● SHORT TASK: Return, exactly, the line that contains "Where can the white radiator" together with all lines after it to the end of the entries, and no further lines.

● RECORDS FOR THE EXERCISE:
--- BEGIN ---
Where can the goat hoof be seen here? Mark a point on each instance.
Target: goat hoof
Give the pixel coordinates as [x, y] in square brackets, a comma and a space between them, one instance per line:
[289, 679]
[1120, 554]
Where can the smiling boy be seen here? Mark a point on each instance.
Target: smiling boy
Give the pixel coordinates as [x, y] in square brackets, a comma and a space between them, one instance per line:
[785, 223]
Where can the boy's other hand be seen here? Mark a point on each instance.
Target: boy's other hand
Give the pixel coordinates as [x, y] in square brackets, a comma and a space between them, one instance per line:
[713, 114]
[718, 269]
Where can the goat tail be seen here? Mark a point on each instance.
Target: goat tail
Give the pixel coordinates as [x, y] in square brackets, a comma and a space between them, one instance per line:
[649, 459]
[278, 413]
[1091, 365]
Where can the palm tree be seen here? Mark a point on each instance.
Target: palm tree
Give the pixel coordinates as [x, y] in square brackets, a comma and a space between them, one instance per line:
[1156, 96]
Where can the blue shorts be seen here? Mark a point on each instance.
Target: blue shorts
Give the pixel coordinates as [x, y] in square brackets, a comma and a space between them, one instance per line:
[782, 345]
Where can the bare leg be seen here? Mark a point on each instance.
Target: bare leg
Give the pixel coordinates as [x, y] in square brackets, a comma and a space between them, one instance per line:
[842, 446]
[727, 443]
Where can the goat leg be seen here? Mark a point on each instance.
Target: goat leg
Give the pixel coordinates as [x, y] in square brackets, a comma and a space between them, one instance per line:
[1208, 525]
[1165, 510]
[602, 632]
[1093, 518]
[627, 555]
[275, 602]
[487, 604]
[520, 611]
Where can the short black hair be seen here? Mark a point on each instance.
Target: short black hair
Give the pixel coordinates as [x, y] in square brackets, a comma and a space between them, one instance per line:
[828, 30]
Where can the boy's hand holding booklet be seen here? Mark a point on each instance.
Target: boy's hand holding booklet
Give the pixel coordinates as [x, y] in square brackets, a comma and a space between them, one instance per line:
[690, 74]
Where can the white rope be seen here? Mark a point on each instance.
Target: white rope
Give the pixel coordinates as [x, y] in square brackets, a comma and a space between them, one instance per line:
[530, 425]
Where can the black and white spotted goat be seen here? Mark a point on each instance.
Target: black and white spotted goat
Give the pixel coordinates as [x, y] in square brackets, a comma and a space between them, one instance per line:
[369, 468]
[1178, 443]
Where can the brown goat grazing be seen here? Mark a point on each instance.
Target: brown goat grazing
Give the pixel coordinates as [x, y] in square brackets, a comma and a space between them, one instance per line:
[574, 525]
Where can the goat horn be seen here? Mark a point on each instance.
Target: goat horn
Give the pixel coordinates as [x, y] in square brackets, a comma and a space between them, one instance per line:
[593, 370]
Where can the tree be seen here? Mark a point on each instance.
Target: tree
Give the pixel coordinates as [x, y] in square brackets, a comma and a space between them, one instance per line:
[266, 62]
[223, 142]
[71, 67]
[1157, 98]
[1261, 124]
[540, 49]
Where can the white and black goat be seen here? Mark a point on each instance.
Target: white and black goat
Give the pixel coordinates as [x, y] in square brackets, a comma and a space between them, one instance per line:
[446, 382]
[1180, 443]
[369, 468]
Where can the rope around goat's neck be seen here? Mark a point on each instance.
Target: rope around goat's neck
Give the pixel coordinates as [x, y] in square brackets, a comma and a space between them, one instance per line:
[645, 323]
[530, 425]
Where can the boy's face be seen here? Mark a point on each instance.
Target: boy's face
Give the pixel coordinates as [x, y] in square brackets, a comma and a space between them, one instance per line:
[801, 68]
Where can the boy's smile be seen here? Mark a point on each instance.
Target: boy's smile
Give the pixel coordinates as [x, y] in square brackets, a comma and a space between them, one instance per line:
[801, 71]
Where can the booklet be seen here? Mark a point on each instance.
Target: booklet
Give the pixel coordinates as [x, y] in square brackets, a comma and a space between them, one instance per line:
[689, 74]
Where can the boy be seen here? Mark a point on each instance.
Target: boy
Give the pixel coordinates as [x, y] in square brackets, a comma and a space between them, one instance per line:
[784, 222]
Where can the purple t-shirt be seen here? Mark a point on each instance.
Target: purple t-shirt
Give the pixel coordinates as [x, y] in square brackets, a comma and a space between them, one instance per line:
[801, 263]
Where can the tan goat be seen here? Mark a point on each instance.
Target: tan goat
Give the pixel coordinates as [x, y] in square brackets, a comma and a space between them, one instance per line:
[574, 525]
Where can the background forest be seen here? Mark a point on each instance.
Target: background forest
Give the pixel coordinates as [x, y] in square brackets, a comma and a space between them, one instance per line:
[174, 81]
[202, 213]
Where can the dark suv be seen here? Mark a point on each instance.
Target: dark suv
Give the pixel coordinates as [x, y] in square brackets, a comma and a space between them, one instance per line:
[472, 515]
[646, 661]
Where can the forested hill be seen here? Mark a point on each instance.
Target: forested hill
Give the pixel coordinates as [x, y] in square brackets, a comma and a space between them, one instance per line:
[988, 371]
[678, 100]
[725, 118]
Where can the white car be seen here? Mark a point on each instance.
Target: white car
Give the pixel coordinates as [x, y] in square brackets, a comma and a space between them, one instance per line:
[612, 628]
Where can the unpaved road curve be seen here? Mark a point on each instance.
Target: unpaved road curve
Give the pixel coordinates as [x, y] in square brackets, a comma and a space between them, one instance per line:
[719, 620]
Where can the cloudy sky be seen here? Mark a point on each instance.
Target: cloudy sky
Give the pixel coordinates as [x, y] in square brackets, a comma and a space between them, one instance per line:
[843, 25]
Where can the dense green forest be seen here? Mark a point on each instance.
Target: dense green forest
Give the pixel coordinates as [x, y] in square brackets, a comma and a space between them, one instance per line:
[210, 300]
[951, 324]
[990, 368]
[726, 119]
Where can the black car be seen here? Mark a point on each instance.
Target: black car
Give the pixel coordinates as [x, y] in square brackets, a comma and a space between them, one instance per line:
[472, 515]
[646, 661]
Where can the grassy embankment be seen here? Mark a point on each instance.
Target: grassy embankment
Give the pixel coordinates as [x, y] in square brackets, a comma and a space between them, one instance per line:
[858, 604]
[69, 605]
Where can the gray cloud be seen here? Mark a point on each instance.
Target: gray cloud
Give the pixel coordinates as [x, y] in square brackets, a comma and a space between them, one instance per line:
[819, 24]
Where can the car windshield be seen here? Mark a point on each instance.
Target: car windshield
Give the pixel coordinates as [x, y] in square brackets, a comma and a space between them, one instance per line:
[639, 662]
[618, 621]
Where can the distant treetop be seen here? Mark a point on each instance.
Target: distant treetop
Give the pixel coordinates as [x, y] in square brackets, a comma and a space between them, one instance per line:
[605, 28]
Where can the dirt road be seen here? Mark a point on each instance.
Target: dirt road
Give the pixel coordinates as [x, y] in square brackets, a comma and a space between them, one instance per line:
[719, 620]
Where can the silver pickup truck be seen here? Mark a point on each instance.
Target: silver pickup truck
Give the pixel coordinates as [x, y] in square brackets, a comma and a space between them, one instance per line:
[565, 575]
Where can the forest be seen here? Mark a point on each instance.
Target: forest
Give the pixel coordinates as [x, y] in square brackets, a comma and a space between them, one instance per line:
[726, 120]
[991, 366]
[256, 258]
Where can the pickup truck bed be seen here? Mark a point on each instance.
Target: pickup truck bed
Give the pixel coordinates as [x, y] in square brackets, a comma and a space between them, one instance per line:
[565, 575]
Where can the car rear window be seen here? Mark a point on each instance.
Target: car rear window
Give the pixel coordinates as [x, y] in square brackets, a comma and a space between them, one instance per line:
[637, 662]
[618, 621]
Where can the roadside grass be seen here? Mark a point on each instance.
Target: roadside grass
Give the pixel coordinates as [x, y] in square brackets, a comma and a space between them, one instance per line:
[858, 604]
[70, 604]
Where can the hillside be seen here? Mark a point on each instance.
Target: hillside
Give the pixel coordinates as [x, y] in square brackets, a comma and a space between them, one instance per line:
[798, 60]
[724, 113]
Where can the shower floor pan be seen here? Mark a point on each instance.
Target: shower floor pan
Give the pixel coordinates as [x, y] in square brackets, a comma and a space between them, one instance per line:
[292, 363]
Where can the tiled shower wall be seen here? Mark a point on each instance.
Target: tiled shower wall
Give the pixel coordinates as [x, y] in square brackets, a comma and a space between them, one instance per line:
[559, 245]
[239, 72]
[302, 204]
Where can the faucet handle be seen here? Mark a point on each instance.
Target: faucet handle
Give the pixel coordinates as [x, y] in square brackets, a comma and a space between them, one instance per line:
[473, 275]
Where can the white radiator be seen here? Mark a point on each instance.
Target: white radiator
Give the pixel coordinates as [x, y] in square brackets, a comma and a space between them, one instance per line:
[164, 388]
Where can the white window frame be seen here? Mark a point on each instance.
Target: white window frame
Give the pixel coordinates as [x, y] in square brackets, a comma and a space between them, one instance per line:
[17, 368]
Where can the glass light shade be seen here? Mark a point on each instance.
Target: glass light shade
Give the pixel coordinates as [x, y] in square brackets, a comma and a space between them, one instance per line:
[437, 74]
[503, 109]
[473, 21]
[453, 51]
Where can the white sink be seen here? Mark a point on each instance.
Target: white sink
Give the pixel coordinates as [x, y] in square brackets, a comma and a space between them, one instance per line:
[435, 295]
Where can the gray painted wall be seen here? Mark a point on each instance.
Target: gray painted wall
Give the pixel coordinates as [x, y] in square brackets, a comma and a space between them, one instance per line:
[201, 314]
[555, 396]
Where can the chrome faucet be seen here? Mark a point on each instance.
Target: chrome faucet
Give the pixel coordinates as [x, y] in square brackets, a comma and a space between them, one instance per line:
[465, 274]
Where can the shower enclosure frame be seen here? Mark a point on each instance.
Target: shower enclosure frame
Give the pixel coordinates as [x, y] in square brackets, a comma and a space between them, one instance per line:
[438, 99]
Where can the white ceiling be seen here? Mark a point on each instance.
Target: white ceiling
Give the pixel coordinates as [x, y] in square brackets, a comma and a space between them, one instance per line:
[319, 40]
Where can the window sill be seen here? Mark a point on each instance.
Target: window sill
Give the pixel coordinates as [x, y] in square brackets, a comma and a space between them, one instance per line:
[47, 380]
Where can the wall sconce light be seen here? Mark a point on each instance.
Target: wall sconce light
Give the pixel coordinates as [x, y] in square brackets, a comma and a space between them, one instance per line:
--- END ---
● RESULT FOR THIS EXERCISE:
Where can the white radiator be seen here? Mark a point on each instance.
Target: white radiator
Give the pixel coordinates as [x, y] in square brackets, a comma and a space between them, one instance per line:
[164, 388]
Where can the white window frame be seen here? Mark a point on each instance.
Target: white window frame
Give the pixel coordinates as [x, y] in square brackets, a comma and a space between them, one instance per line:
[17, 368]
Where can the glass light shade be seen here? Mark a point on each instance.
Target: glass light shade
Give the pixel coordinates as [x, y] in square brackets, a comma and a space between them, one instance per line:
[437, 74]
[503, 109]
[473, 21]
[453, 51]
Where can the white sink be seen here? Mark a point on each instance.
Target: white sink
Give the pixel coordinates as [x, y] in square brackets, a comma and a space between them, one instance per line:
[435, 295]
Where can the gray painted wall be seen here? Mark a point on each instance.
Target: gray painted wall
Give the pixel coordinates as [x, y] in square brackets, a comma and a space between them, one instance per line:
[201, 314]
[555, 396]
Where can the chrome faucet be seen here? Mark a point on each instance.
Target: chrome faucet
Give the pixel coordinates as [x, y] in square brackets, a comma and a space between them, one instance per line:
[465, 274]
Where can the shower enclosure frame be seen here? Mark a point on each instance.
Target: shower enclosure frame
Give the pixel coordinates as [x, y] in square brackets, a comma and a space between them, one instance per line:
[438, 99]
Where can the white ceiling be seen here? Mark a point on each instance.
Target: white ceiling
Give the pixel coordinates as [x, y] in square brackets, a comma and a space between them, one instance per line:
[319, 40]
Where can the window sill be seen here? Mark a point on each instance.
Target: window sill
Give the pixel coordinates as [x, y] in square brackets, a comma and a space between them, one instance per line:
[47, 380]
Where can the wall sconce light be seen here? Mark a point on each instance.
Target: wall sconce light
Give the pixel coordinates as [x, y] in square brackets, a comma and a space between them, one instance per line:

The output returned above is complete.